§ **Extract provided**:
◆ ◆ ◆ ◆

In E1Q11, you computed the MLE using a single sample.
We have two biased coins with probability \(p_1\) and \(p_2\). We are goining to throw \(N\) coin tosses, starting with the first coin and after \(K\) coin tosess we switch to the second coin (where \(K\) is chosen at the beginning).
In the lecture notes, you derived the MLE for the Binomial distribution when \(p\) is unknown. Now, we will investigate the case where \(n\) is unknown.
Suppose that \(k\) is a realisation of a random sample from a binomial distribution with parameters \((n, p)\), where \(p\) is known and \(n\) is unknown. (For example, this could correspond to flipping a coin with a known probability, but not knowing how many times the coin was flipped).
Show that
\[\frac{\mathrm{lik}(n+1)}{\mathrm{lik}(n)} \geq 1 \Rightarrow n \leq \frac{k}{p} - 1\]In Exercise 1.1.2 of the lecture notes, you used the plug-in principle also known as the invariance principle.
Are the MLE estimators biased?
Download the dataset containing the total expences per MP. Using the analysis of E1Q5, compare the average expenses for MPs in London and MPs out of London. Do the assumptions apply here?
(optional) Perform a similar analysis for the average expenses between parties (or among genders). (You will need to find another dataset that maps MPs to their parties).
(+) The unigram model in natural language processing models the probability of a sentence as \(s\) as \(\mathbb{P}(s) = p_{s_1} \cdot p_{s_2} \cdot \ldots \cdot p_{s_n}\) where \(s_1, \ldots, s_n\) are the \(n\) words of the sentence. Given \(M\) sentences \(s^1, \ldots , s^M\), show that the MLE for the parameters \(p_{w}\) are \(\frac{c_w}{W}\), where \(c_w\) is the number of times word \(w\) occurs in any sentence and \(W\) is the total number of words in all sentences.
Hint: This question is essentially asking you for the MLE of the multinomial distribution.
A very inexperienced archer shoots an arrow \(n\) times at a disc of (unknown) radius \(\theta\). The disc is hit every time, but at completely random places. Let \(r_1, \ldots, r_n\) be the distances of the various hits to the center of the disck.
Suppose that \(x_1, \ldots, x_n\) is a dataset, which is a realisation of a random sample from a Rayleigh distribution, which is the continuous distribution with pdf \(f_\theta(x) = \frac{x}{\theta^2}\exp{\lbrace -\frac{1}{2} \frac{x^2}{\theta^2} \rbrace}\) for \(x\geq 0\). Determine the maximum likelihood estimator for \(\theta\).

◆ ◆ ◆ ◆

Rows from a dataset
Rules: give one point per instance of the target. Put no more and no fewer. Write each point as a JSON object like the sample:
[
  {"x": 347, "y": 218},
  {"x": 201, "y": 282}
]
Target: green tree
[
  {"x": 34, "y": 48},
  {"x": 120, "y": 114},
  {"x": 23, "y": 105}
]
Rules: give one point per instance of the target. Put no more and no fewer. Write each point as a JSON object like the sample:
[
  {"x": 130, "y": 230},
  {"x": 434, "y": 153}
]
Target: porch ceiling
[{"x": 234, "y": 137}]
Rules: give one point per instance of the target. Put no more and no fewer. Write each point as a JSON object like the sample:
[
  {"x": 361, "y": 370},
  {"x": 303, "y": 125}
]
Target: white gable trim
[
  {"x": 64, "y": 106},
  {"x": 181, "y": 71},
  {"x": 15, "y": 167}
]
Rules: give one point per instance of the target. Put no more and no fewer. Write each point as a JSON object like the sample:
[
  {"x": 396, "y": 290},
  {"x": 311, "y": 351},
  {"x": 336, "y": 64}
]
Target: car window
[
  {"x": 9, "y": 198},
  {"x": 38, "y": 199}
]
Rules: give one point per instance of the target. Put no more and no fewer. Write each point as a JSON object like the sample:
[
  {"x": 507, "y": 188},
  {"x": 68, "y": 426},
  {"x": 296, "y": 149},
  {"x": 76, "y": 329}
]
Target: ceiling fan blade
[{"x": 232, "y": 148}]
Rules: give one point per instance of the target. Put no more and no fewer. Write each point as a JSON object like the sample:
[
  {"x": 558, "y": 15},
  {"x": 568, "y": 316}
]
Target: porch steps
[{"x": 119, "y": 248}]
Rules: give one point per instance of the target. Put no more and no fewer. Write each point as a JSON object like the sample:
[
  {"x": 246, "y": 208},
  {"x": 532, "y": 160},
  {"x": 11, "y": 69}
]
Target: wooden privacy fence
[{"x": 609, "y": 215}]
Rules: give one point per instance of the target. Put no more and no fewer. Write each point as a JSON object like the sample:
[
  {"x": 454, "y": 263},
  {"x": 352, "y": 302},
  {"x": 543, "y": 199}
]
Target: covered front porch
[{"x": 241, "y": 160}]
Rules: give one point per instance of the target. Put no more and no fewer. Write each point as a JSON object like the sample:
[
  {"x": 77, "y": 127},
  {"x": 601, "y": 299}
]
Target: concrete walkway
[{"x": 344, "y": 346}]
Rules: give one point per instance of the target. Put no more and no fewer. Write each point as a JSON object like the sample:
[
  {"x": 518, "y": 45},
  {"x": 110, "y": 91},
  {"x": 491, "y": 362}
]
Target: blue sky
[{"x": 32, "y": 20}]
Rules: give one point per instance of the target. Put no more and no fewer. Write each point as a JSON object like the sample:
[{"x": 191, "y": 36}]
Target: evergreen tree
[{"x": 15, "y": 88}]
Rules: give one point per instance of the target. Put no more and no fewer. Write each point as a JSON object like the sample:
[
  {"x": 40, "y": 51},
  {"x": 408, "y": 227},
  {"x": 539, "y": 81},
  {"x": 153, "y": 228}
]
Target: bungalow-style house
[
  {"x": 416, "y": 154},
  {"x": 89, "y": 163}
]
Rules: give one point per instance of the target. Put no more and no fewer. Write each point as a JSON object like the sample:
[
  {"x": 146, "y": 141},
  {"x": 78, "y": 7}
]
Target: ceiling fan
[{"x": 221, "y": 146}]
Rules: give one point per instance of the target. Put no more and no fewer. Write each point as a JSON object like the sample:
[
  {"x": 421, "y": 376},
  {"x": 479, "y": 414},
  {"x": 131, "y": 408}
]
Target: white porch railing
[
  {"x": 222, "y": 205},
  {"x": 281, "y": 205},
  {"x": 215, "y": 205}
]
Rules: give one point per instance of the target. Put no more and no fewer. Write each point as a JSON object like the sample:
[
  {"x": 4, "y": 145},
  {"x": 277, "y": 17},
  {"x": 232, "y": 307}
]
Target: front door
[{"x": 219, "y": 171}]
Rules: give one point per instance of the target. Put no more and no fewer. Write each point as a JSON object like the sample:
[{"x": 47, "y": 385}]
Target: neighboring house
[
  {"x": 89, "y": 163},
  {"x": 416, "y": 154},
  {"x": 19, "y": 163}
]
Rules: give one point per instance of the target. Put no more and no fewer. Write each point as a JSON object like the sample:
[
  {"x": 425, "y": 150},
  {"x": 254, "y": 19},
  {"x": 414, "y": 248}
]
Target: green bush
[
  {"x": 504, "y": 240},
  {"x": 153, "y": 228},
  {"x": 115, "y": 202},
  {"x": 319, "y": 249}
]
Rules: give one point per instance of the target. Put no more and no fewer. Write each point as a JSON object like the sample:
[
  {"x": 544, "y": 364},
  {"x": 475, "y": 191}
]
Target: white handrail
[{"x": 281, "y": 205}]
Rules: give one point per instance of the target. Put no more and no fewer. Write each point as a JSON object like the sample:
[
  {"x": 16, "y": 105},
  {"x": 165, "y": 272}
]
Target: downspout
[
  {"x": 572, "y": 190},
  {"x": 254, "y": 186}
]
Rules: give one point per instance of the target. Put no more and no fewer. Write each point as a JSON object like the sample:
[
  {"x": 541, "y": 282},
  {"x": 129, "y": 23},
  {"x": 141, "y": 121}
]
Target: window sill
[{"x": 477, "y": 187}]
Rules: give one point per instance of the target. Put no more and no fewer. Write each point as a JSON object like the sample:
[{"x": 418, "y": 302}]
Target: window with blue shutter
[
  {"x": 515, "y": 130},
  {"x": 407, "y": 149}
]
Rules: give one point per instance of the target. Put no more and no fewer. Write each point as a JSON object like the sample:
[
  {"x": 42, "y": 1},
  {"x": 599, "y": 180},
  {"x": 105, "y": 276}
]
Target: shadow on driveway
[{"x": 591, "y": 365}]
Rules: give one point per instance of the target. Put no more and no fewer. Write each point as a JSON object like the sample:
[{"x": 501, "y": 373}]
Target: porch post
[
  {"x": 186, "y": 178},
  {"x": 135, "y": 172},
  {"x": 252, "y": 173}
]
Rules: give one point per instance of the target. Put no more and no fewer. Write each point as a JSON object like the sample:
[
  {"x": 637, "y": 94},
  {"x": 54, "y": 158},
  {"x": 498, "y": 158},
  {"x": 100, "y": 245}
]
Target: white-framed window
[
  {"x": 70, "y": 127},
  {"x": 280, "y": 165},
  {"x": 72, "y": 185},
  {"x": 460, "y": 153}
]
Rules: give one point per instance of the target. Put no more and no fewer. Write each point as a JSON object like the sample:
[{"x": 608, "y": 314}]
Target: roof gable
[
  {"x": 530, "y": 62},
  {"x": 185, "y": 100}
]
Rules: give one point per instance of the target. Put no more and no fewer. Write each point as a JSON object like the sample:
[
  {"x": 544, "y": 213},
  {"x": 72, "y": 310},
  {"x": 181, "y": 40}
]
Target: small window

◆ ◆ ◆ ◆

§ **Task to carry out**:
Name every probability distribution that the statistics exercises mention by name. The listing has no connection to the statistics exercises.

§ **Reply**:
Binomial, multinomial, Rayleigh